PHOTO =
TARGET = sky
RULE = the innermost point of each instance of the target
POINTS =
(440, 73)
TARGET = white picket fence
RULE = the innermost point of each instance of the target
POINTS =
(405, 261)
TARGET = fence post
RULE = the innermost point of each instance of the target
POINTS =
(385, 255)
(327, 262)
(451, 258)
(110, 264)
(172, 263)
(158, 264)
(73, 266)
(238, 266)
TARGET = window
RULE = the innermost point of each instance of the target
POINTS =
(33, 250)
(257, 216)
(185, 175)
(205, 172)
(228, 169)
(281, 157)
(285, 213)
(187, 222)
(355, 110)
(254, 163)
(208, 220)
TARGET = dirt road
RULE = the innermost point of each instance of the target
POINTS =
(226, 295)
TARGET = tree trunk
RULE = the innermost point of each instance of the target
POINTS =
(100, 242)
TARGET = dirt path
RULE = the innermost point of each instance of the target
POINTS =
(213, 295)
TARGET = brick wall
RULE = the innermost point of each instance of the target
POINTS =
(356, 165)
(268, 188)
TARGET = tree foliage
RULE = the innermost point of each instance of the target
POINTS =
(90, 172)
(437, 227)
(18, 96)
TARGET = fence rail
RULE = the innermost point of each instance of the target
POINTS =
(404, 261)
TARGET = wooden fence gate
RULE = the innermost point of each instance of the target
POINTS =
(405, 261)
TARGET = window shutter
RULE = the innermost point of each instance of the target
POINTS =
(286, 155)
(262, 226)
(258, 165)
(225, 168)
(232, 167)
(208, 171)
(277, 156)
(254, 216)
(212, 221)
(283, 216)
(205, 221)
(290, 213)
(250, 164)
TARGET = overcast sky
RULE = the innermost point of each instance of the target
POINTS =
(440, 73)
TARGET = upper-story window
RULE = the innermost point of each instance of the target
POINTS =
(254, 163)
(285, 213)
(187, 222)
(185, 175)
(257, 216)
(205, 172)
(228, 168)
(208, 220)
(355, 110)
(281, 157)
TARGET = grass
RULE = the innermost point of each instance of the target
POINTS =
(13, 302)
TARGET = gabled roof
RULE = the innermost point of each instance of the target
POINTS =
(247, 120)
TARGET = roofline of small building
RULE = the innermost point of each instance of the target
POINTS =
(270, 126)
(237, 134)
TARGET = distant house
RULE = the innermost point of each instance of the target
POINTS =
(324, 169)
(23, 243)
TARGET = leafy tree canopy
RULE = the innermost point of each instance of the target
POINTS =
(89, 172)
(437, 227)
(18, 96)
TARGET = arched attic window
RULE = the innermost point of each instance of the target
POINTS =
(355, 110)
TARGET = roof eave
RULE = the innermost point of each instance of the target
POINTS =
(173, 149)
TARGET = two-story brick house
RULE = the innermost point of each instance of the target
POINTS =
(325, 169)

□ □ □

• **DIRECTION**
Convert the items above into a two-column CSV with the headers "input" and "output", one row per item. Put each item's text and its answer in separate quoted fields, with line breaks replaced by spaces.

• **OUTPUT OF THE TASK**
input,output
"PHOTO = TARGET = sky RULE = the innermost point of each instance of the target POINTS =","(440, 73)"
"TARGET = white picket fence RULE = the innermost point of each instance of the target POINTS =","(405, 261)"
"TARGET = fence post RULE = the innermost point of each instance of the target POINTS =","(385, 255) (327, 262) (451, 258) (110, 264) (172, 263) (158, 264) (73, 266) (238, 266)"
"TARGET = window RULE = the innermost point of each instance of the target POINTS =","(33, 250) (257, 216) (185, 175) (205, 172) (228, 169) (281, 157) (285, 213) (187, 222) (355, 110) (254, 163) (208, 220)"
"TARGET = dirt road RULE = the innermost point of each instance of the target POINTS =","(226, 295)"
"TARGET = tree trunk RULE = the innermost point of each instance of the target POINTS =","(100, 242)"
"TARGET = dirt path RULE = the innermost point of each instance of the target POINTS =","(213, 295)"
"TARGET = brick wall RULE = the innermost point of each instance of the target POINTS =","(356, 165) (268, 188)"
"TARGET = tree foliage RULE = the innermost point of each instance of the target POINTS =","(90, 172) (437, 227) (18, 96)"
"TARGET = fence rail RULE = the innermost point of each instance of the target POINTS =","(404, 261)"
"TARGET = wooden fence gate RULE = the innermost point of each instance of the target POINTS =","(405, 261)"
"TARGET = window shutter RULE = the innermost point of each instance of the target POINTS =","(286, 155) (262, 226) (258, 165) (225, 168) (232, 167) (208, 171) (277, 156) (254, 216) (212, 221) (283, 216) (205, 221) (290, 213) (250, 164)"
"TARGET = overcast sky RULE = the innermost point of each instance of the target POINTS =","(440, 73)"
"TARGET = upper-story window RULE = the innermost point of each instance of the target POINTS =","(254, 163) (285, 213) (187, 222) (185, 175) (257, 216) (205, 172) (228, 168) (208, 220) (355, 110) (281, 157)"
"TARGET = grass RULE = the innermost point of each instance of the target POINTS =","(13, 302)"
"TARGET = gabled roof RULE = the innermost point of each instance of the target POINTS =","(247, 120)"
"TARGET = roofline of small building RULE = the innermost point of each instance of the target POINTS =","(270, 126) (237, 134)"
"TARGET = distant house RULE = the innermost point of each instance of the target POINTS =","(324, 169) (23, 243)"
"TARGET = leafy tree canopy RULE = the innermost point of each instance of the target POINTS =","(89, 172) (437, 227) (18, 96)"
"TARGET = arched attic window RULE = the innermost point of each instance of the target POINTS =","(355, 110)"
"TARGET = roof eave RULE = the innermost point of each instance of the target POINTS =","(173, 149)"
"TARGET = two-story brick house RULE = the innermost point of each instance of the target POINTS =","(325, 169)"